→ **DO THIS**:
Give every entry again, word for word.

═══ MATERIAL FOR THIS TASK ═══

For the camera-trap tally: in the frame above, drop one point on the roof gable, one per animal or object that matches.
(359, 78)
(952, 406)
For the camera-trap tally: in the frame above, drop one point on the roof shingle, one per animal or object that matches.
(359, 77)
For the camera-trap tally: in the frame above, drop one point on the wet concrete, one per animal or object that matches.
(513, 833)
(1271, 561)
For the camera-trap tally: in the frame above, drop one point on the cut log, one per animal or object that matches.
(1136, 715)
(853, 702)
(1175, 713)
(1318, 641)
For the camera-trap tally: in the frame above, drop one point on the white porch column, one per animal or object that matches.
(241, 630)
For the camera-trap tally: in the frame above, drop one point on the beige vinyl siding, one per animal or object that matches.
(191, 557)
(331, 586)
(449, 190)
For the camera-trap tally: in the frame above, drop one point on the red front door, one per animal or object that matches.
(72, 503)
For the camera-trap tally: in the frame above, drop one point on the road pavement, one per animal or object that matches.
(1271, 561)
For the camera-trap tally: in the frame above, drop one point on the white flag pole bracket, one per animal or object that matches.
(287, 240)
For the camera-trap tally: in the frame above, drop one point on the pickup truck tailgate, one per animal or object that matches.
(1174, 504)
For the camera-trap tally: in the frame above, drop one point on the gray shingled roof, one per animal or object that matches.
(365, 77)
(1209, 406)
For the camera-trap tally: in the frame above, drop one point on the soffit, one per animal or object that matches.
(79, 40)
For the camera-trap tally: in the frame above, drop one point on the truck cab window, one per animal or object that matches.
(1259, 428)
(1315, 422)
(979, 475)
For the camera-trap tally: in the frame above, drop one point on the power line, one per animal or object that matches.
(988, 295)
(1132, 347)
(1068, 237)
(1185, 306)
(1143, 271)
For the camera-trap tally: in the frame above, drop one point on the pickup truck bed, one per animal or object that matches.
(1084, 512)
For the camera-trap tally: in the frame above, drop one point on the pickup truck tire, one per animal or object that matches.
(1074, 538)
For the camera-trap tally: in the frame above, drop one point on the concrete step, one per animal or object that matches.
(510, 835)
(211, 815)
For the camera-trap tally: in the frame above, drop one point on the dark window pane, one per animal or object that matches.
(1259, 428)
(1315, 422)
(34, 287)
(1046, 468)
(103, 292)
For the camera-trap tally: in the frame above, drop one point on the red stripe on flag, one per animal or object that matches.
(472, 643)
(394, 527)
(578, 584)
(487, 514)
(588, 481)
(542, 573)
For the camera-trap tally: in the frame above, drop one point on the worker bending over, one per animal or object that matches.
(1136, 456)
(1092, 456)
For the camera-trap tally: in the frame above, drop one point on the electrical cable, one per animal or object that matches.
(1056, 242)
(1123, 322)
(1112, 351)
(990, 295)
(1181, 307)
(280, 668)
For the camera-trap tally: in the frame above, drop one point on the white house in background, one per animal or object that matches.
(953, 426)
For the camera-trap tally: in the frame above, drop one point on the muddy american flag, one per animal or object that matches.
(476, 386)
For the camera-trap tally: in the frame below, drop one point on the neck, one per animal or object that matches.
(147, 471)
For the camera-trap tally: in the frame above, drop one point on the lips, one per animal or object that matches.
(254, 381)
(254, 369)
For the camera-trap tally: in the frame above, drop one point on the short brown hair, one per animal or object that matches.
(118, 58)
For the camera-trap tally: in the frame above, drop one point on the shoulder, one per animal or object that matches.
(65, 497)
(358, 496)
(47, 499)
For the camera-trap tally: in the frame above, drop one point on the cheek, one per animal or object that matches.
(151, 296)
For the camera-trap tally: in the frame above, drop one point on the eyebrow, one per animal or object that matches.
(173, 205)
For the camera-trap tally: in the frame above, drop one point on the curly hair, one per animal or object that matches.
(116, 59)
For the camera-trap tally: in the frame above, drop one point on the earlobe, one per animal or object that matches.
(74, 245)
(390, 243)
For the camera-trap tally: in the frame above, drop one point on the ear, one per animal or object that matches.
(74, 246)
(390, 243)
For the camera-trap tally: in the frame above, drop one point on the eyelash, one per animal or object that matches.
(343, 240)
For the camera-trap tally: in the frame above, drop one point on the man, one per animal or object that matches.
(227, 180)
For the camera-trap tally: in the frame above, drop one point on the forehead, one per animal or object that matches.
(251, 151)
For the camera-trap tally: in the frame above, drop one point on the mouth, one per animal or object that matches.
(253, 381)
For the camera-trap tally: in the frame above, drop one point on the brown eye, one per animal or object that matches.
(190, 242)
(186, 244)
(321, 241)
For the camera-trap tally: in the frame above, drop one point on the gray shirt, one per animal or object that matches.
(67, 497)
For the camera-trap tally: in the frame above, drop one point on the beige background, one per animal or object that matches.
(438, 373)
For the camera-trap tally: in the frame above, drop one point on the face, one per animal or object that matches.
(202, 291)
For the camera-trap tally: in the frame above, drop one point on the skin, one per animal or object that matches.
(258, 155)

═══

→ **COMPLETE RESPONSE**:
For the camera-trap tally: in the frame above, drop one point on the roof gable, one per animal or object that matches.
(359, 78)
(952, 406)
For the camera-trap tally: in the frame above, drop one point on the roof shingle, one per animal or object that matches.
(359, 77)
For the camera-trap tally: in the frame above, drop one point on the wet concrete, one per animal or object that matches.
(513, 833)
(1271, 561)
For the camera-trap tally: in the frame above, drop one point on the cut log, one per animal or object that matches.
(1136, 715)
(853, 702)
(1175, 713)
(1318, 641)
For the camera-trap tally: in the frame above, drop one point on the white porch column, one per animal or object that matches.
(241, 630)
For the camera-trap tally: in the frame above, drop one point on the beige vinyl siding, one per animal or object that matches.
(191, 557)
(331, 586)
(449, 190)
For the camera-trap tally: in the frame above, drop one point on the red front door, one per animal or object that matches.
(72, 503)
For the camera-trap tally: in the frame above, drop one point on the road pavement, one per animal or object that matches.
(1271, 561)
For the camera-trap tally: in the frame above, drop one point on the white flag pole bracket, one per animal or object that matches.
(287, 240)
For the camera-trap tally: in the frame above, drop one point on the pickup truck tailgate, one per animal or object that matches.
(1174, 504)
For the camera-trap tally: in the frame above, drop one point on the gray shingled roof, one per animal or object that matches.
(365, 77)
(1209, 406)
For the camera-trap tally: in the frame above, drop one point on the soffit, one per animal or object that matches.
(79, 40)
For the camera-trap tally: in the frame above, drop one point on the truck cab window, one per animal or object that matches.
(1259, 428)
(1315, 422)
(979, 475)
For the camera-trap tally: in the frame above, drop one point on the power line, one per animal or object that matches.
(988, 295)
(1132, 347)
(1068, 237)
(1185, 306)
(1143, 271)
For the camera-trap tally: in the frame above, drop one point on the pickup truck bed, one per animal or object that matches.
(1084, 512)
For the camera-trap tally: in the frame above, drop one point on the pickup truck tire, one per animal or object that matches.
(1074, 538)
For the camera-trap tally: in the frame above, drop one point on the concrete step, one per animal or object that matches.
(510, 835)
(211, 815)
For the camera-trap tally: in the frame above, drop one point on the dark window pane, one per animal or object that matches.
(1259, 428)
(1315, 422)
(34, 287)
(1046, 468)
(103, 292)
For the camera-trap tally: in the frame above, drop one point on the red stripe on flag, one per animal or object that matches.
(472, 643)
(394, 527)
(578, 584)
(487, 514)
(588, 481)
(542, 573)
For the camera-trap tally: in the frame above, drop one point on the worker bending over, one per animal or object that matches.
(1136, 456)
(1092, 456)
For the camera-trap tally: in the frame above, drop one point on the electrical cable, one per animal or object that matches.
(1056, 242)
(1123, 322)
(1112, 351)
(990, 295)
(1181, 307)
(280, 668)
For the camera-trap tally: in the frame above, drop one point on the white house in background, one per animal or object that matches.
(953, 426)
For the camera-trap tally: in the frame above, drop one point on the muddy american flag, one per animal or object that matches.
(476, 386)
For the camera-trap tally: in the frame below, drop one point on the neck, one per animal or object that matches.
(147, 471)
For the camera-trap tally: in the frame above, drop one point on the lips, one per animal or object that matches.
(254, 381)
(254, 369)
For the camera-trap tally: in the frame above, drop one point on the short brown hair, one per animal or object that matches.
(118, 58)
For the camera-trap tally: in the frame above, drop one point on the shoulder, one per animal or object that matches.
(65, 497)
(358, 496)
(47, 499)
For the camera-trap tally: in the frame above, drop one point on the cheek, one per animal or object that matches.
(151, 296)
For the camera-trap tally: in the frame above, drop one point on the eyebrow, one per animal or object that matches.
(173, 205)
For the camera-trap tally: in the frame above, drop one point on the curly hair, one per animal or object that matches.
(116, 59)
For the camera-trap tally: in the frame above, drop one point on the earlobe, one per animal or object that matches.
(74, 245)
(390, 243)
For the camera-trap tally: in the frame above, drop one point on the ear, one per animal or object that matches.
(74, 246)
(390, 243)
For the camera-trap tally: in the frame above, drop one point on the eyelash, one per animal or object that matches.
(343, 240)
For the camera-trap tally: in the frame above, drop one point on the man, one per animal or object that matches.
(227, 180)
For the camera-trap tally: in the frame above, drop one point on the forehead, one per animal or object that matches.
(251, 151)
For the camera-trap tally: in the frame above, drop one point on the mouth, one per animal or object that matches.
(253, 381)
For the camera-trap tally: in the frame above, drop one point on the brown eye, one per animal or object that matches.
(190, 242)
(186, 244)
(321, 241)
For the camera-trap tally: in the frame above, drop one point on the gray shirt, one per animal or object that matches.
(67, 497)
For the camera-trap tally: in the frame above, drop one point on the beige background, one per animal or object that matches.
(438, 373)
For the camera-trap tally: in the frame above, drop one point on the face, one per animal or object that matches.
(202, 291)
For the camera-trap tally: in the frame above, drop one point on the skin, one per animal or object that matches.
(258, 155)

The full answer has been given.